What you should do:
Your response should be the complete listing, returned exactly as written.

Provided records:
........

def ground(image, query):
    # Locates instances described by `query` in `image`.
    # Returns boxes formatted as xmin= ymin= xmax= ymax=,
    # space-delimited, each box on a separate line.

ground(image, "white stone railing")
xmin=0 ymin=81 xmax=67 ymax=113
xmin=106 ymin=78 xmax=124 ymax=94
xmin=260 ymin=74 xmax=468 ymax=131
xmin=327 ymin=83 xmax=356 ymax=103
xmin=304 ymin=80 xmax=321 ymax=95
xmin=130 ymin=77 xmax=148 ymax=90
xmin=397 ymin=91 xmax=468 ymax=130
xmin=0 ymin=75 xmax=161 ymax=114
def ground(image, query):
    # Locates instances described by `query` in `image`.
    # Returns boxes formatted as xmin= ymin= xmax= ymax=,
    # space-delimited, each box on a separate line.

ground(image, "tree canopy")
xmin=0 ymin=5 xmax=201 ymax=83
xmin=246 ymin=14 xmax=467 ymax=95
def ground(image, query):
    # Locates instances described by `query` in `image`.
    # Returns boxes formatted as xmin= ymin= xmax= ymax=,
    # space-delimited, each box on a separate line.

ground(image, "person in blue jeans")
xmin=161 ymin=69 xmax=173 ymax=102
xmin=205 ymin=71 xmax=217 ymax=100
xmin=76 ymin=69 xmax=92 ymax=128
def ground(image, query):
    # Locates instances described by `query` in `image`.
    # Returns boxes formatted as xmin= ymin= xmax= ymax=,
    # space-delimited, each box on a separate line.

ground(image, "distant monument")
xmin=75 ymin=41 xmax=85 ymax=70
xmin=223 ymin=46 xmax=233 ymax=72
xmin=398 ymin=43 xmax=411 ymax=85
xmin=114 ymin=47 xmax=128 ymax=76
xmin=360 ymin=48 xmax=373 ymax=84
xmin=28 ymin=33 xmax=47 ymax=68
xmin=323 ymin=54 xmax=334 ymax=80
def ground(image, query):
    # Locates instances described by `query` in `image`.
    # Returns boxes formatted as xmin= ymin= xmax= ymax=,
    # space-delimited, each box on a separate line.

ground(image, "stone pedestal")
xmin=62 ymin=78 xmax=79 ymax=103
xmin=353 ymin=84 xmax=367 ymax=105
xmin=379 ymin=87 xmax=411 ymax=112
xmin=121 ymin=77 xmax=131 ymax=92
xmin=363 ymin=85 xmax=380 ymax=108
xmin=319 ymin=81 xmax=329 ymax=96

........

Final answer:
def ground(image, query):
    # Locates instances described by `query` in `image`.
    # Returns boxes formatted as xmin= ymin= xmax= ymax=,
    # space-delimited, each box on a separate line.

ground(image, "white stone railing")
xmin=0 ymin=81 xmax=67 ymax=113
xmin=106 ymin=78 xmax=124 ymax=94
xmin=260 ymin=74 xmax=468 ymax=131
xmin=327 ymin=83 xmax=356 ymax=103
xmin=304 ymin=80 xmax=321 ymax=95
xmin=130 ymin=77 xmax=148 ymax=90
xmin=397 ymin=91 xmax=468 ymax=130
xmin=0 ymin=75 xmax=161 ymax=114
def ground(image, query):
    # Locates instances described by `query` in `image`.
    # Returns boxes formatted as xmin= ymin= xmax= ymax=,
    # space-delimited, each box on a separate line.

ground(image, "tree canopy")
xmin=0 ymin=5 xmax=201 ymax=83
xmin=246 ymin=14 xmax=467 ymax=95
def ground(image, query):
    # Locates instances described by `query` in `image`.
    # Returns boxes formatted as xmin= ymin= xmax= ymax=,
    # space-delimited, each box on a separate line.

ground(image, "person in blue jeans")
xmin=161 ymin=69 xmax=173 ymax=102
xmin=205 ymin=71 xmax=217 ymax=100
xmin=76 ymin=69 xmax=92 ymax=128
def ground(image, query):
    # Locates instances described by `query` in `image`.
    # Returns boxes formatted as xmin= ymin= xmax= ymax=,
    # space-delimited, each box on a separate line.

ground(image, "distant monument")
xmin=75 ymin=41 xmax=85 ymax=70
xmin=223 ymin=46 xmax=233 ymax=72
xmin=398 ymin=43 xmax=411 ymax=85
xmin=114 ymin=47 xmax=128 ymax=76
xmin=360 ymin=48 xmax=373 ymax=84
xmin=28 ymin=33 xmax=47 ymax=68
xmin=323 ymin=54 xmax=334 ymax=80
def ground(image, query):
    # Locates instances described by `query` in `image`.
    # Returns boxes formatted as xmin= ymin= xmax= ymax=,
    # space-delimited, each box on a separate line.

ground(image, "stone pedestal")
xmin=62 ymin=78 xmax=79 ymax=103
xmin=353 ymin=84 xmax=367 ymax=105
xmin=379 ymin=87 xmax=411 ymax=112
xmin=121 ymin=77 xmax=131 ymax=92
xmin=363 ymin=85 xmax=380 ymax=108
xmin=319 ymin=81 xmax=329 ymax=96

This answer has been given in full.